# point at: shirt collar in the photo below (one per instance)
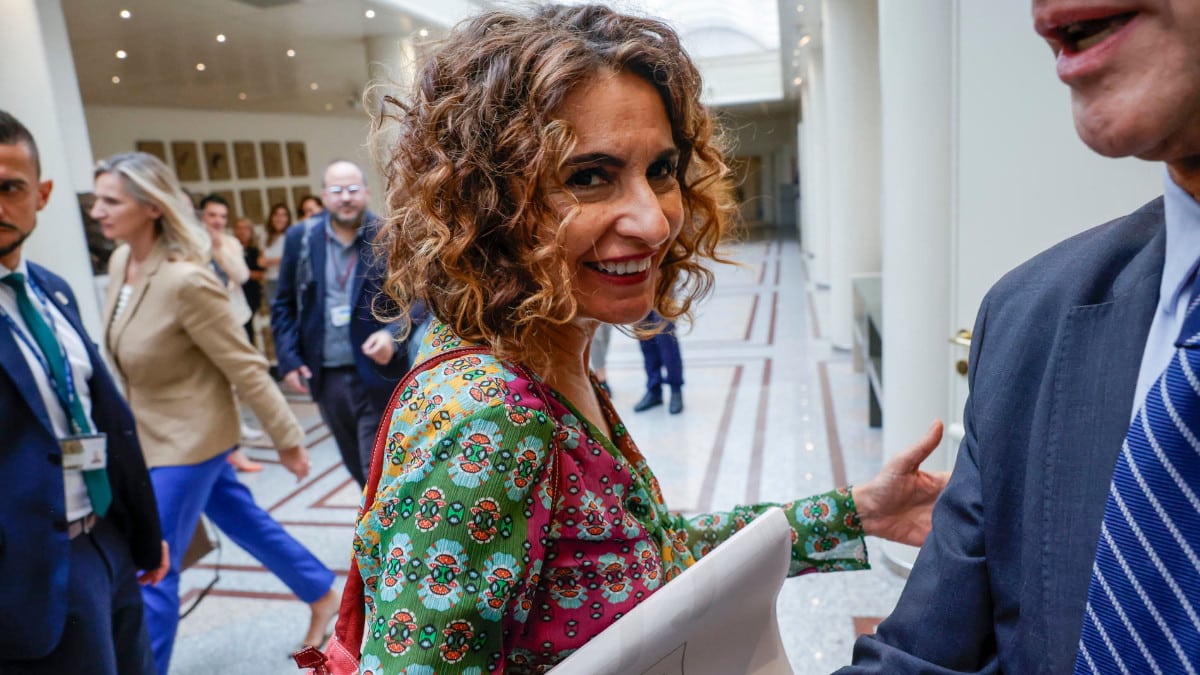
(1182, 215)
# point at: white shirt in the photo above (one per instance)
(78, 505)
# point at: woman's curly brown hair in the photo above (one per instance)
(474, 156)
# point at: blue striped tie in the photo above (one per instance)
(1144, 602)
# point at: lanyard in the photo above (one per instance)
(341, 279)
(66, 399)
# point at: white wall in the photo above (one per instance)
(118, 129)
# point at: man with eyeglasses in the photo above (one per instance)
(327, 336)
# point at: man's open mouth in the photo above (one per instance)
(1080, 36)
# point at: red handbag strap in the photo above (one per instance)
(352, 614)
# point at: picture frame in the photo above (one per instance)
(273, 159)
(276, 196)
(216, 160)
(187, 160)
(246, 159)
(156, 148)
(252, 204)
(298, 159)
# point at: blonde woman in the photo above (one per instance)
(179, 352)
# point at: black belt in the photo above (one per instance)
(82, 526)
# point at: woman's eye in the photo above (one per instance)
(587, 178)
(661, 169)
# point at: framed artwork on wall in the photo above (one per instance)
(298, 193)
(187, 162)
(252, 204)
(298, 159)
(156, 148)
(216, 160)
(273, 159)
(276, 196)
(246, 159)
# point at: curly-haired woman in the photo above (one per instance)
(552, 171)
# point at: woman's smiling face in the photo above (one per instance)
(621, 181)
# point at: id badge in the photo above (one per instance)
(85, 453)
(340, 316)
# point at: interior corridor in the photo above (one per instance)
(772, 413)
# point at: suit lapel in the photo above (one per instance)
(13, 362)
(1093, 376)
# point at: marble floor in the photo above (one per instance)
(773, 412)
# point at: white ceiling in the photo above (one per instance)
(251, 70)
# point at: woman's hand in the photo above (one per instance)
(898, 503)
(295, 459)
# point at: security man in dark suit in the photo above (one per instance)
(78, 517)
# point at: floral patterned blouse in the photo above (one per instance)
(508, 530)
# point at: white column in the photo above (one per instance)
(852, 83)
(916, 82)
(816, 167)
(41, 90)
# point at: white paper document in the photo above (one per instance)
(715, 619)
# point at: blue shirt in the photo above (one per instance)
(1182, 215)
(341, 266)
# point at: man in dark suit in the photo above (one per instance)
(327, 336)
(78, 515)
(1068, 348)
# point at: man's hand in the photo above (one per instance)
(154, 575)
(298, 380)
(898, 503)
(379, 347)
(295, 459)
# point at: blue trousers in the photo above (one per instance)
(661, 352)
(105, 632)
(213, 487)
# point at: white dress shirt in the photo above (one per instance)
(78, 505)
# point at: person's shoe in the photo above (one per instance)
(653, 398)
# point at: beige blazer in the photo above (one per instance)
(178, 350)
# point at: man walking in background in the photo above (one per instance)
(327, 336)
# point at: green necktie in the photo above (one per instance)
(96, 481)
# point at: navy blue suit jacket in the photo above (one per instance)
(298, 310)
(1001, 583)
(35, 551)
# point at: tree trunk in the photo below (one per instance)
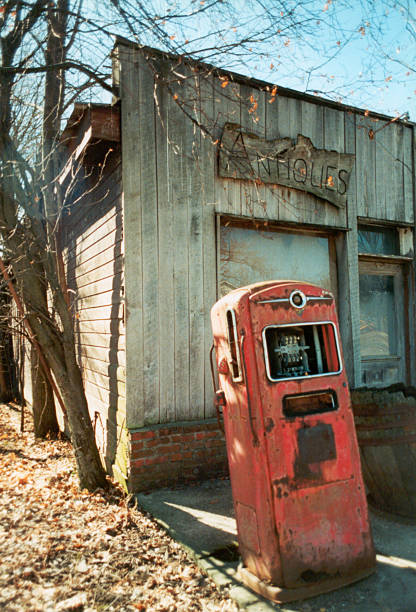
(43, 404)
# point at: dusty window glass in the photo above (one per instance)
(293, 351)
(378, 332)
(378, 241)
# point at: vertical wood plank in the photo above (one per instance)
(397, 208)
(365, 168)
(166, 345)
(196, 273)
(208, 173)
(348, 278)
(178, 177)
(408, 175)
(226, 110)
(150, 261)
(385, 189)
(334, 140)
(253, 120)
(131, 135)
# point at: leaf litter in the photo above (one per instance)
(65, 549)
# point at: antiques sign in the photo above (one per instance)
(298, 165)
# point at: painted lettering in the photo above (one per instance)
(331, 177)
(317, 184)
(300, 170)
(344, 188)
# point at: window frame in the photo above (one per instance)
(309, 376)
(397, 267)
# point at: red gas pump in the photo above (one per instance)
(295, 472)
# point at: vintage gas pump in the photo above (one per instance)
(294, 463)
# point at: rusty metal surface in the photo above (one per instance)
(299, 475)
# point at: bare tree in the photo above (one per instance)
(53, 53)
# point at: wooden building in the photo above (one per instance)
(208, 181)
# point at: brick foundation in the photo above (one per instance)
(166, 455)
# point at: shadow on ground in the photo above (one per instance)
(202, 518)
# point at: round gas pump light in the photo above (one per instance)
(297, 299)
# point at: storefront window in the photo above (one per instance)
(378, 333)
(382, 333)
(378, 240)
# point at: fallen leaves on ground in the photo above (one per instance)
(65, 549)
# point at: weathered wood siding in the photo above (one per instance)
(172, 196)
(94, 261)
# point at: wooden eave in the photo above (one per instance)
(235, 77)
(91, 122)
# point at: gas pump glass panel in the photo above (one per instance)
(301, 351)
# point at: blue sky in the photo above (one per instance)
(359, 52)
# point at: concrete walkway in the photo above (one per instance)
(201, 518)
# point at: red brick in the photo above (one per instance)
(152, 443)
(140, 435)
(137, 444)
(158, 459)
(144, 453)
(218, 443)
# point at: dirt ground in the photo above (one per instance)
(64, 549)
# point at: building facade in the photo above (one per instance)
(210, 181)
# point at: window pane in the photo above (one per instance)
(300, 350)
(378, 241)
(378, 334)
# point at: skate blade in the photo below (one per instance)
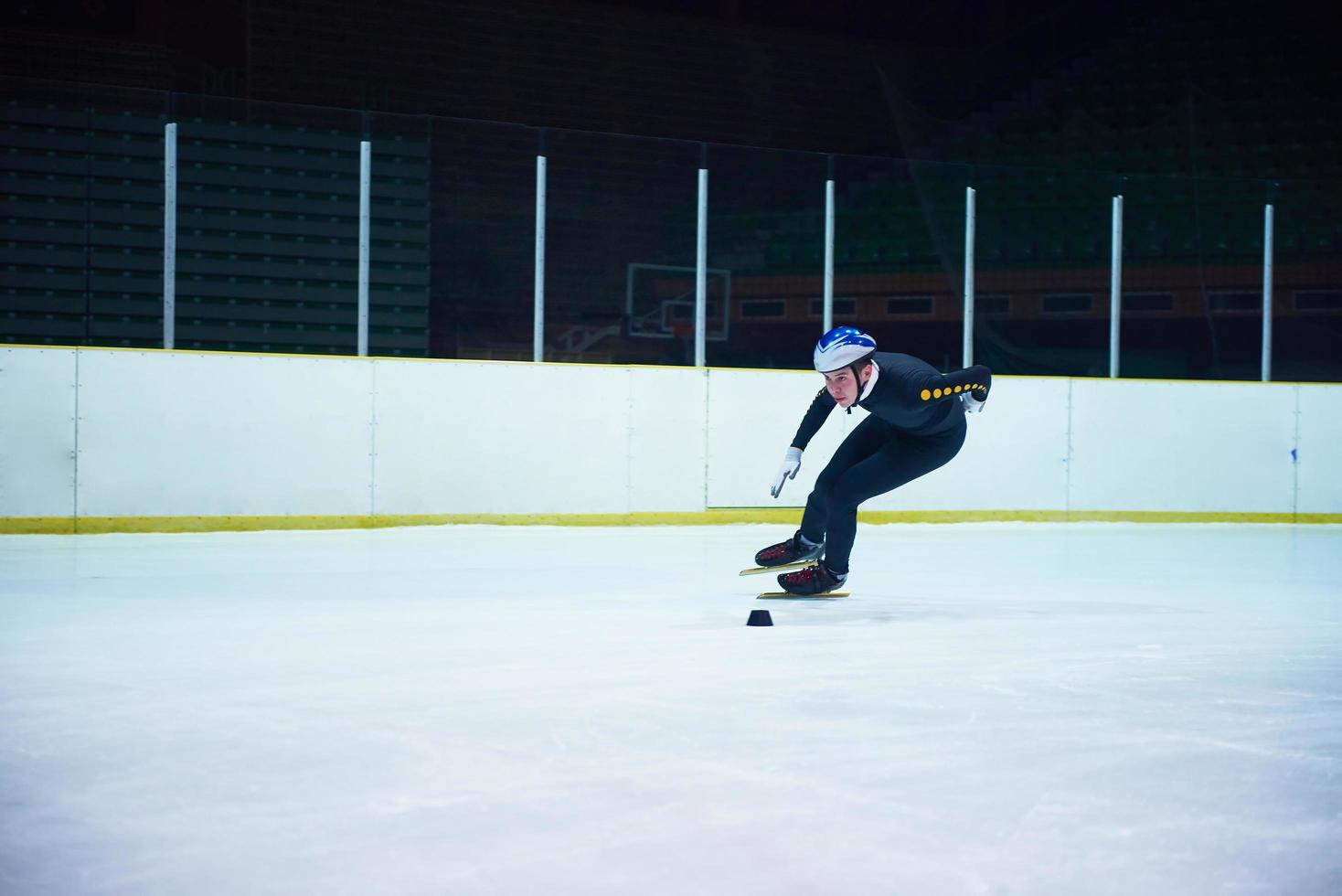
(789, 596)
(785, 568)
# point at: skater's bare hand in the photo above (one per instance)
(791, 464)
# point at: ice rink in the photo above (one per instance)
(997, 709)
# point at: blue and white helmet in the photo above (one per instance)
(843, 347)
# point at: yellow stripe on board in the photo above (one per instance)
(717, 517)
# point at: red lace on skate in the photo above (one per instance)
(802, 576)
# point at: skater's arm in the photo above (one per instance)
(816, 416)
(940, 387)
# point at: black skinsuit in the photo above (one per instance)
(915, 424)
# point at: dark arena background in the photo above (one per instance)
(1195, 112)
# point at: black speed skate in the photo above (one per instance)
(789, 553)
(814, 580)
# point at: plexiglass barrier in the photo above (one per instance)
(492, 240)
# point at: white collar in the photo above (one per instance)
(871, 384)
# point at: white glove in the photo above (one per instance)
(791, 464)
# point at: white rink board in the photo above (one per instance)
(667, 445)
(184, 433)
(753, 416)
(1160, 445)
(1319, 465)
(476, 437)
(37, 432)
(1015, 455)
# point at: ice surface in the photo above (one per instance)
(997, 709)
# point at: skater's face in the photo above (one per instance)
(843, 388)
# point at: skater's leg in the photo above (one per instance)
(898, 462)
(863, 442)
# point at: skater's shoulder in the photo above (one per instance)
(898, 362)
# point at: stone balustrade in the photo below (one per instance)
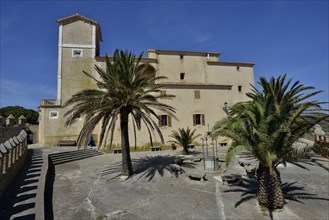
(12, 156)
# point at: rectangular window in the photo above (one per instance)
(182, 76)
(76, 53)
(197, 94)
(164, 120)
(198, 119)
(53, 114)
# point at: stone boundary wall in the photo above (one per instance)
(13, 152)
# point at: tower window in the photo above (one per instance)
(197, 94)
(76, 53)
(198, 119)
(53, 114)
(164, 120)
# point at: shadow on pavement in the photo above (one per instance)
(56, 159)
(291, 191)
(148, 166)
(18, 201)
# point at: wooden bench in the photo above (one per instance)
(155, 148)
(194, 175)
(67, 143)
(191, 146)
(116, 150)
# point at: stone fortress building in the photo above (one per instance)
(201, 82)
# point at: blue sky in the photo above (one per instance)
(279, 36)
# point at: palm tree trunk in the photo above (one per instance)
(270, 191)
(126, 160)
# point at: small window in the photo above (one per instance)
(76, 53)
(198, 119)
(53, 114)
(197, 94)
(164, 120)
(163, 92)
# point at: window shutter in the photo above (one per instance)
(197, 94)
(169, 120)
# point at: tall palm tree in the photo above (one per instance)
(268, 125)
(124, 89)
(183, 137)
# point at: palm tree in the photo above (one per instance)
(124, 89)
(183, 137)
(268, 125)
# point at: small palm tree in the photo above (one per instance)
(268, 125)
(183, 137)
(124, 89)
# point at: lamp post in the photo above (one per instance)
(204, 158)
(225, 109)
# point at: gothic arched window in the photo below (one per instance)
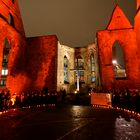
(4, 71)
(118, 61)
(65, 70)
(11, 20)
(92, 63)
(79, 67)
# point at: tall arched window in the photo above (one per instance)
(79, 67)
(92, 63)
(118, 61)
(4, 71)
(11, 20)
(65, 70)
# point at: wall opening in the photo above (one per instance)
(11, 20)
(92, 65)
(66, 70)
(4, 71)
(79, 69)
(118, 61)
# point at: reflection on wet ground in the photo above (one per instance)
(68, 122)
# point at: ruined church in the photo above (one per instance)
(33, 63)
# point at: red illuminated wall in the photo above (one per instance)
(16, 72)
(8, 7)
(41, 67)
(119, 29)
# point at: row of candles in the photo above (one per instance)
(27, 107)
(132, 113)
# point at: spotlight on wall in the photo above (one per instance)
(114, 62)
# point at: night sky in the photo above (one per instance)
(75, 22)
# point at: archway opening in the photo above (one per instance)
(4, 71)
(66, 70)
(118, 61)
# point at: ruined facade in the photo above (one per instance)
(38, 62)
(120, 31)
(32, 63)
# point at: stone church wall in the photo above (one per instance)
(41, 65)
(64, 50)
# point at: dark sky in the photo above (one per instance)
(75, 22)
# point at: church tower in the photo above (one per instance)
(9, 11)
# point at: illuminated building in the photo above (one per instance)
(38, 62)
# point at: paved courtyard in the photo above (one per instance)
(67, 122)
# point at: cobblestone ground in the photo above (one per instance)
(67, 122)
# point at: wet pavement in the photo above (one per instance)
(68, 122)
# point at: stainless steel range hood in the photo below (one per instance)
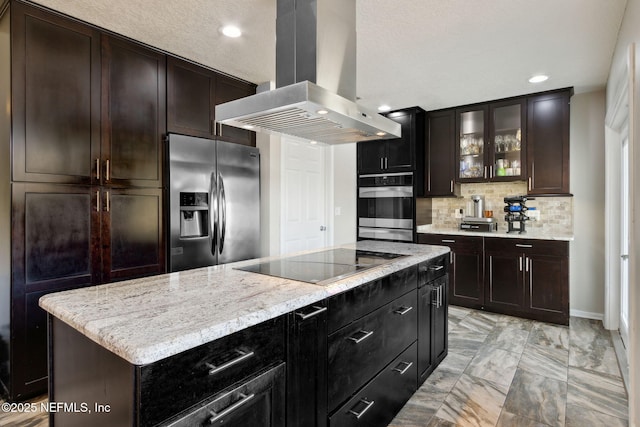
(314, 97)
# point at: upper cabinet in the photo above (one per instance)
(397, 154)
(548, 137)
(490, 142)
(55, 73)
(192, 94)
(133, 114)
(440, 170)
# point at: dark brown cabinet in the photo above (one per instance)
(528, 278)
(440, 170)
(133, 114)
(466, 275)
(55, 65)
(88, 117)
(404, 154)
(307, 366)
(548, 143)
(192, 94)
(491, 141)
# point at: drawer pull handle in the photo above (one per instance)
(243, 355)
(403, 370)
(403, 310)
(366, 408)
(366, 335)
(226, 411)
(317, 311)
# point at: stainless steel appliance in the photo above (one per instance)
(478, 221)
(323, 267)
(386, 207)
(214, 202)
(316, 83)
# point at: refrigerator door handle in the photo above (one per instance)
(223, 212)
(213, 213)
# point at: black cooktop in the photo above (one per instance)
(322, 267)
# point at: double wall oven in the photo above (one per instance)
(386, 207)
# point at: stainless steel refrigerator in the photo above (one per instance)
(214, 202)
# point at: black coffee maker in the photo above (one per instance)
(516, 213)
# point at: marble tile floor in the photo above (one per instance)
(505, 371)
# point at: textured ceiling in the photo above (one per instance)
(431, 53)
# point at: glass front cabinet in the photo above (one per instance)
(491, 142)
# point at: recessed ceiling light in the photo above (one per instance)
(538, 79)
(231, 31)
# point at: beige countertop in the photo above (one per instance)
(145, 320)
(530, 234)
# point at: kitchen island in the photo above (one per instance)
(129, 345)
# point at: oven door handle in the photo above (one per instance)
(385, 192)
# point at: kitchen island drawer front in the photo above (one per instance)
(380, 400)
(358, 351)
(176, 383)
(258, 402)
(432, 269)
(348, 306)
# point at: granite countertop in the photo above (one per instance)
(530, 234)
(145, 320)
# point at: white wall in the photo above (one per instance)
(587, 257)
(630, 33)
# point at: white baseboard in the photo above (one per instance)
(586, 315)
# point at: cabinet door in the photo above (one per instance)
(548, 291)
(228, 89)
(56, 97)
(132, 233)
(371, 156)
(133, 114)
(440, 332)
(507, 141)
(400, 152)
(190, 98)
(548, 143)
(425, 355)
(504, 277)
(471, 141)
(54, 248)
(439, 160)
(307, 366)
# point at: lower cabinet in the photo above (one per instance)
(382, 398)
(432, 315)
(307, 366)
(519, 277)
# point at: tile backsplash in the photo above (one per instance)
(556, 213)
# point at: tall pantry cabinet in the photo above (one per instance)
(85, 115)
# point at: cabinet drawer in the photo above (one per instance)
(258, 402)
(173, 384)
(528, 246)
(432, 269)
(348, 306)
(380, 400)
(358, 351)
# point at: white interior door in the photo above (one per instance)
(624, 242)
(303, 221)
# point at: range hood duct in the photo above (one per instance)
(315, 90)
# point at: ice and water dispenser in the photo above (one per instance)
(194, 215)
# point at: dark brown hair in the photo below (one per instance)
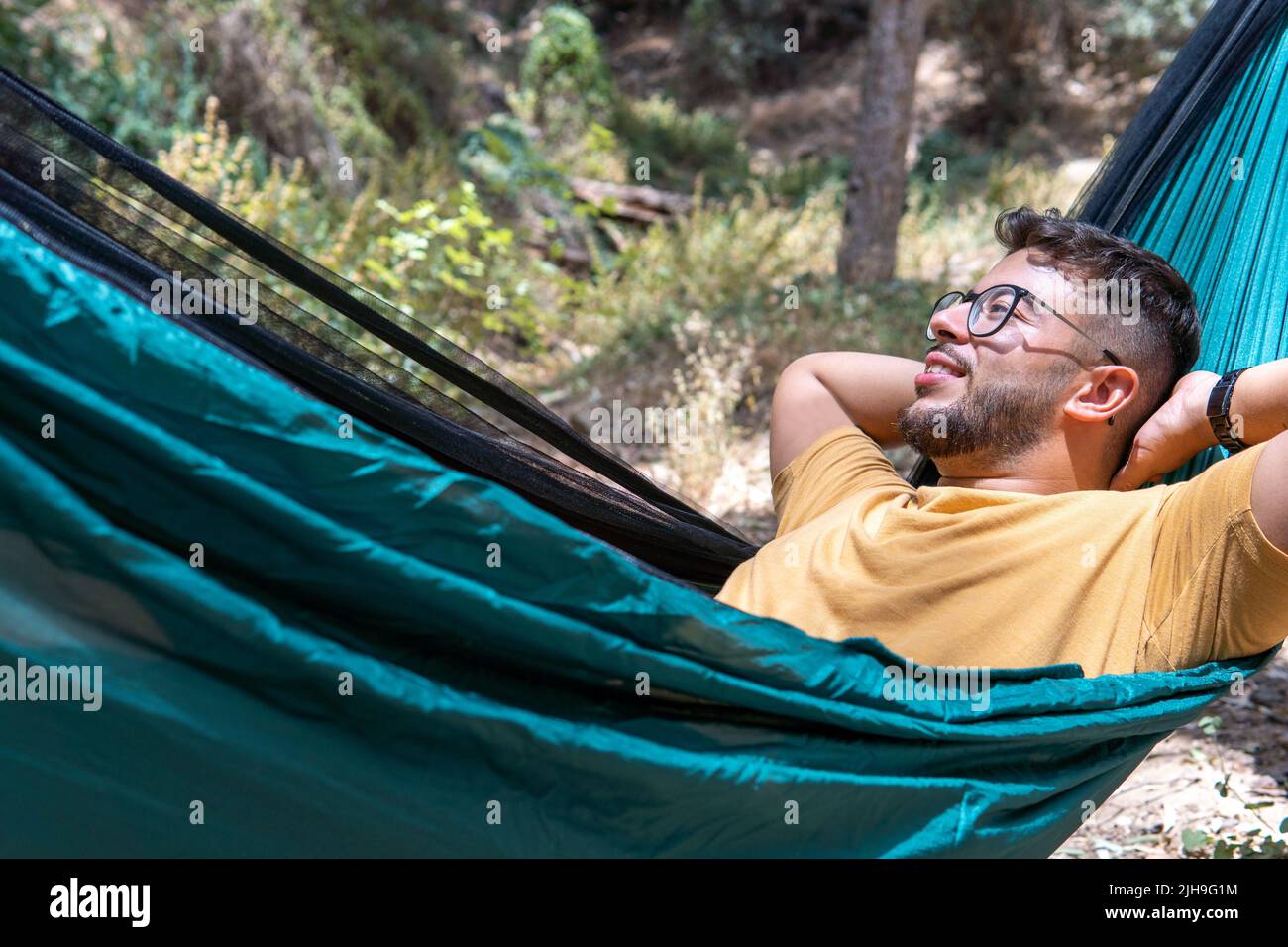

○ ○ ○ ○ ○

Gather every line of the material that contains the string "collar", matching case exactly.

# point at: shirt collar in the photo below (one per instance)
# point at: white collar in the photo above (one per instance)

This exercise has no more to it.